**Exercise objective**
Exactly as given, write out the lines from the one containing "[pin] black trousers" through the end of the listing, with both ends included and nothing else.

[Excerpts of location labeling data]

------------------------------

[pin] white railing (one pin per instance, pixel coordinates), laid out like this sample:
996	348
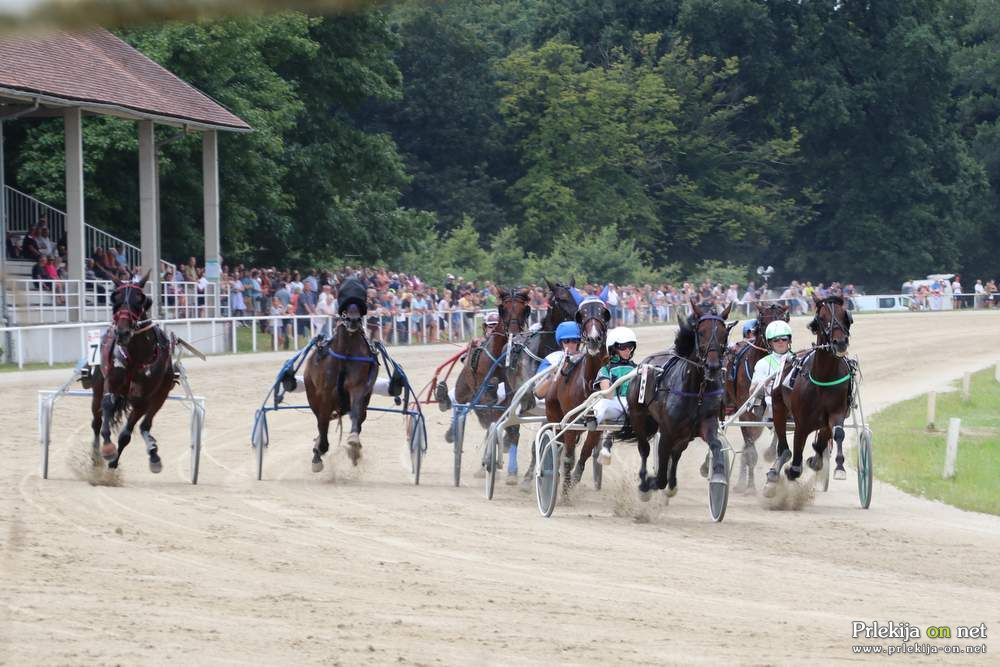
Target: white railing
25	212
31	301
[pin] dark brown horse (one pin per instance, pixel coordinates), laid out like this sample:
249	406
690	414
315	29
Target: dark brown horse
339	377
136	374
739	364
820	398
514	311
572	387
686	401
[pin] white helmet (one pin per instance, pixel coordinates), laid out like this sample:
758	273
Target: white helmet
620	336
778	329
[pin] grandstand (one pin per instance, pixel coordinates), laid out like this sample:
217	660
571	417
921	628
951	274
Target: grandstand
70	75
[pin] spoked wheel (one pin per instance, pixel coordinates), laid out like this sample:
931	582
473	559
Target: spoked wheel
197	424
458	435
824	475
718	492
597	467
260	438
418	443
491	459
547	475
866	474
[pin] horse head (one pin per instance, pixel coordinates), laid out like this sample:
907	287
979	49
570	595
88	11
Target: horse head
593	317
832	324
352	317
562	304
514	309
704	335
129	308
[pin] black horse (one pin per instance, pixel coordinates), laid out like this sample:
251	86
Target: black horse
340	375
820	397
136	374
686	401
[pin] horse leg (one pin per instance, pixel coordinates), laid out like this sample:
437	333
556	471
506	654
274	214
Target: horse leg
819	446
511	440
794	470
322	442
569	457
749	457
108	450
671	462
125	437
780	412
838	435
359	405
96	420
642	443
588	449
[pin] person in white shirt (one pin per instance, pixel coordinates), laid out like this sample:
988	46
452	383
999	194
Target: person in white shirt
779	339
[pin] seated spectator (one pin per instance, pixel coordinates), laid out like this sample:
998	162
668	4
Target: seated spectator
29	246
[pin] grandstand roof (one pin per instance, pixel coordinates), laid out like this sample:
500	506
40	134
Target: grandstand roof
101	73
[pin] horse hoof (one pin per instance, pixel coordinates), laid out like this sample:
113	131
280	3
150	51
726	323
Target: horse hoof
354	453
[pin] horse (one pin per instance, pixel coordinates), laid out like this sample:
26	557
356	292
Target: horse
339	377
686	400
136	374
575	383
514	312
821	400
740	363
526	353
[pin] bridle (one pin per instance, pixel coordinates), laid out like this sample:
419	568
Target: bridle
826	329
137	322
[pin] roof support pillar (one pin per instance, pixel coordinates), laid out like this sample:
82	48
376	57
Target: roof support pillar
75	233
149	224
210	180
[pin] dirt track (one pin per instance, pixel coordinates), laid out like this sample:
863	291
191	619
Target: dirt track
362	567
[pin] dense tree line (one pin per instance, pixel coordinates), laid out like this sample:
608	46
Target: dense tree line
626	141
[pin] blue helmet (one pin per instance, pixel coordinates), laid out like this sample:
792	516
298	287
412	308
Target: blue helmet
567	331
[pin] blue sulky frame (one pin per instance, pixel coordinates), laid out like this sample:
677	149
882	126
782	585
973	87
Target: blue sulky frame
407	405
459	411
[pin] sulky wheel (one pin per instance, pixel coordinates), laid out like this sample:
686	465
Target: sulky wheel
418	445
458	437
718	492
547	475
491	459
866	473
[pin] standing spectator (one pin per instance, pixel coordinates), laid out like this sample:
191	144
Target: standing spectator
29	245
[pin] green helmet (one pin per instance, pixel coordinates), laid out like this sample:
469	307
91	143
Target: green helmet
778	329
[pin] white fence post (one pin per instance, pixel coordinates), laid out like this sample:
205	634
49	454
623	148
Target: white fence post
951	453
931	409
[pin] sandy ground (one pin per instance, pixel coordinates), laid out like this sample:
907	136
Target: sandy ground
360	566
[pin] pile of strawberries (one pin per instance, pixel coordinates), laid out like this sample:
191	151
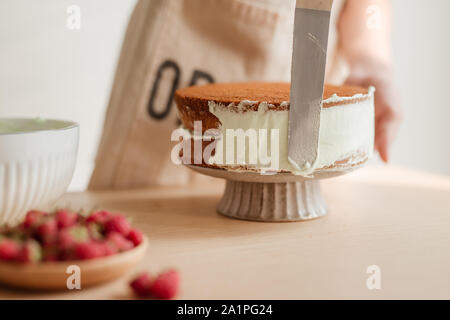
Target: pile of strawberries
65	236
163	286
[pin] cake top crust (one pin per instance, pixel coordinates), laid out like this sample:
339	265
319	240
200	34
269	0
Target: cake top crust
276	94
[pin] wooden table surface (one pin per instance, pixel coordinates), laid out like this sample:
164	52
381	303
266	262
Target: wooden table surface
394	218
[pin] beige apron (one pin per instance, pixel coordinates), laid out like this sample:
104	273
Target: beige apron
172	44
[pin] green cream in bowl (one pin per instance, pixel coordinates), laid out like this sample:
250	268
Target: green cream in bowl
37	161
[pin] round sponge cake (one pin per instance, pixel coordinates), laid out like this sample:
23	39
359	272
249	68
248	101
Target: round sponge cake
347	119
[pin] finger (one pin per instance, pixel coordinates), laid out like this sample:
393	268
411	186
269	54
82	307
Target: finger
385	134
383	145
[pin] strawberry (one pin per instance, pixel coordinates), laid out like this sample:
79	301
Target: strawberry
66	219
141	285
119	224
30	252
9	250
135	236
95	231
119	242
165	285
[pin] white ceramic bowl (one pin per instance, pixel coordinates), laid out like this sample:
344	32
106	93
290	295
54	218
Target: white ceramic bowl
37	160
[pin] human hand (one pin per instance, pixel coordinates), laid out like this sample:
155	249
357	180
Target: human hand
388	110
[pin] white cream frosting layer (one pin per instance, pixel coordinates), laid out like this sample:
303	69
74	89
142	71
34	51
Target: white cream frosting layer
346	131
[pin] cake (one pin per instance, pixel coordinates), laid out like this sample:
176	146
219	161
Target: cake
210	112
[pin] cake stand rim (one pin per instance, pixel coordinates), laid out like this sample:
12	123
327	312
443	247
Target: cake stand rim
253	177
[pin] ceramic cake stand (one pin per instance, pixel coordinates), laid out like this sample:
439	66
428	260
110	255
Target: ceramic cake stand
279	197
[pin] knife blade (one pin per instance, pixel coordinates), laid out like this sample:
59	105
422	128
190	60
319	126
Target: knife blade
312	24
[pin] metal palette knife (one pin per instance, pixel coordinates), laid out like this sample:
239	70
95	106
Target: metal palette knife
312	24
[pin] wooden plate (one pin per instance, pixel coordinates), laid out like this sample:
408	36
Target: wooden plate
55	275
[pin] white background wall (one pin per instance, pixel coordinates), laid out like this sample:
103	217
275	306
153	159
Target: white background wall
50	71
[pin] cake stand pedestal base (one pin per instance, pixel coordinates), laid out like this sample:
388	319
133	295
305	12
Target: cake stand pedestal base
272	202
280	197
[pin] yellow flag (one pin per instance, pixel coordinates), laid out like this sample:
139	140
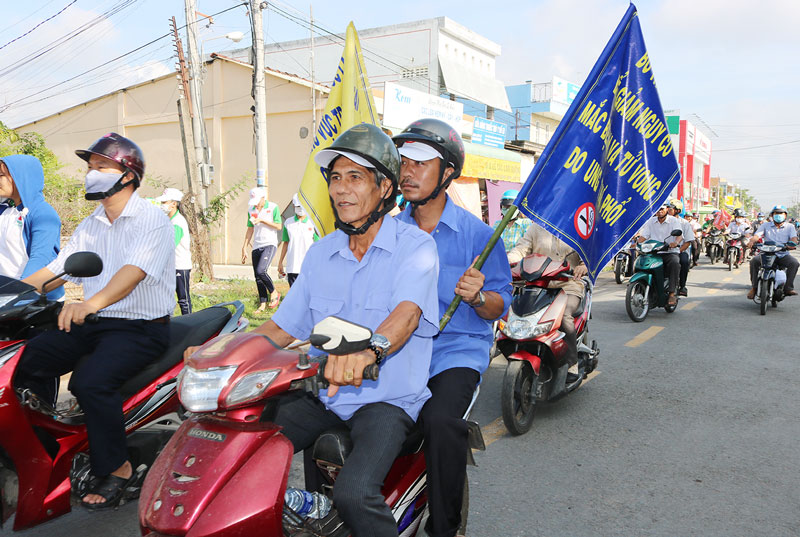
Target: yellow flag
349	103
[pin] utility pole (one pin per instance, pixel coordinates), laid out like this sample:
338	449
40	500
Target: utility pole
198	124
200	243
259	91
313	85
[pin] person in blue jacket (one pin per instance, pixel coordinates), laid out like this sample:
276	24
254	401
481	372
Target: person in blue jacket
30	229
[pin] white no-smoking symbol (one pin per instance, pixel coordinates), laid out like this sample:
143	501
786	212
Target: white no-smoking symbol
584	220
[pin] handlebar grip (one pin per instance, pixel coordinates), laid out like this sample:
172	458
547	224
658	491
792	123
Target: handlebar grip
371	372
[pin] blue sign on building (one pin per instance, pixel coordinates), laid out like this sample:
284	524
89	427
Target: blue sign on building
488	132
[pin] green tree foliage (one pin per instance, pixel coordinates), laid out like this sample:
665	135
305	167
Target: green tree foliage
64	193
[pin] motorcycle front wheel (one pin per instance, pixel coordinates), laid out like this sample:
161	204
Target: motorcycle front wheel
518	397
637	302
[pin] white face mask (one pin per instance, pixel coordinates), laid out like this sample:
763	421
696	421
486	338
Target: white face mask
97	181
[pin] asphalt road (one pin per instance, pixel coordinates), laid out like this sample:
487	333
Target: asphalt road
688	427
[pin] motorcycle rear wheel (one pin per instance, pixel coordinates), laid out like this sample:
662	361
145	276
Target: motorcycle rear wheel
764	296
518	397
637	303
619	269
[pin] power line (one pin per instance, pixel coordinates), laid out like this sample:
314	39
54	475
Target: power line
44	21
756	146
26	98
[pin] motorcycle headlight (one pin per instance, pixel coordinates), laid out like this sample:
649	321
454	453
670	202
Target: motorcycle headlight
251	386
525	327
200	388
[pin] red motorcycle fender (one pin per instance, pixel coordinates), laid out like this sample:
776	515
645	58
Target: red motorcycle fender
218	478
556	311
535	361
33	465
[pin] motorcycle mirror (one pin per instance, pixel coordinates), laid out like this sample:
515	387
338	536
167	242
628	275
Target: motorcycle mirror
337	336
78	265
83	265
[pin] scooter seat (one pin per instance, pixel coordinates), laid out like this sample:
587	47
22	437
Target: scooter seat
333	446
184	331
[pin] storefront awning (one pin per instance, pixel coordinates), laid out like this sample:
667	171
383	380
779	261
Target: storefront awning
484	162
468	84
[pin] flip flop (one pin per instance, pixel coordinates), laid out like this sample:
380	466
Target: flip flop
111	488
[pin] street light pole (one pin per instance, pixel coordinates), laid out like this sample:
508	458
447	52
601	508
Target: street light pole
259	91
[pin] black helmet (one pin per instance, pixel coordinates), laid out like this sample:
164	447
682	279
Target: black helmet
122	151
442	137
376	150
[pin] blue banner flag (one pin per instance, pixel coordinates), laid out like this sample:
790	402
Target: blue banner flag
610	163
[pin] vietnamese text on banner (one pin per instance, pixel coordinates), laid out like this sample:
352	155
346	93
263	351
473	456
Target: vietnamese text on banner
610	163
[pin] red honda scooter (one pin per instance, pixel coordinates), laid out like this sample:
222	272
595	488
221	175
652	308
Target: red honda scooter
530	339
42	449
225	472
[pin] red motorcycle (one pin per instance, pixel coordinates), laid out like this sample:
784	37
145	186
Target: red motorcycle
534	346
225	472
43	449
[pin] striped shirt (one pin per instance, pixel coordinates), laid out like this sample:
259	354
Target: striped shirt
142	236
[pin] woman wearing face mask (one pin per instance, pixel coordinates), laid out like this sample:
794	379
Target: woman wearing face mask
30	229
170	202
133	298
298	236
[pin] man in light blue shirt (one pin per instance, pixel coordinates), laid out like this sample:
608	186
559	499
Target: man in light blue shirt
779	232
380	273
432	156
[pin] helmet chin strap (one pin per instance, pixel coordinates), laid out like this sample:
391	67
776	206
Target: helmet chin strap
377	214
118	186
439	187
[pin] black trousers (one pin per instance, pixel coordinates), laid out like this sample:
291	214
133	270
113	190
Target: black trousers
378	431
685	264
446	445
182	279
115	350
262	257
787	262
672	270
568	327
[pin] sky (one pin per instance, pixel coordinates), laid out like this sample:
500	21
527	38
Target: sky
731	67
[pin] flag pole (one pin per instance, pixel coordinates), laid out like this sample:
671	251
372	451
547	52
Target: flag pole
512	211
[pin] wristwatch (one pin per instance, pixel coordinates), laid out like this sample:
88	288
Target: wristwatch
481	300
380	346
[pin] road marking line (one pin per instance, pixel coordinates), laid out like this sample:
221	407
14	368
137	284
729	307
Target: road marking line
644	336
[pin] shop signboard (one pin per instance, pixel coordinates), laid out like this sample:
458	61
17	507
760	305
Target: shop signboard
488	132
402	105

------------------------------

**Task response**
[pin] black trousers (one pin per instance, pixel coordinates), laid out like this sample:
291	214
133	270
113	190
Target: black trousers
378	431
685	264
446	445
182	279
115	350
262	257
787	262
672	270
568	327
[pin] sky (one pin per instance, pixel coordinates), laid out like this sample:
500	21
527	38
Target: sky
731	67
[pin] flag pole (one pin per instance, pixel coordinates), laid out like this sample:
671	251
372	451
547	52
Target: flag pole
512	211
[pin] wristwatch (one pin per instance, pixel coordinates), laid out like this sample:
88	288
Target: wristwatch
481	300
380	346
[pin] road marking line (one pin per instance, pixel coordinates), laid out like this sample:
221	407
14	368
137	284
729	307
Target: road marking line
644	336
[pin] shop signboard (one pin per instance, pixel coordinates), laid out like this sample:
458	61
17	507
760	305
Target: shop signboard
488	132
402	105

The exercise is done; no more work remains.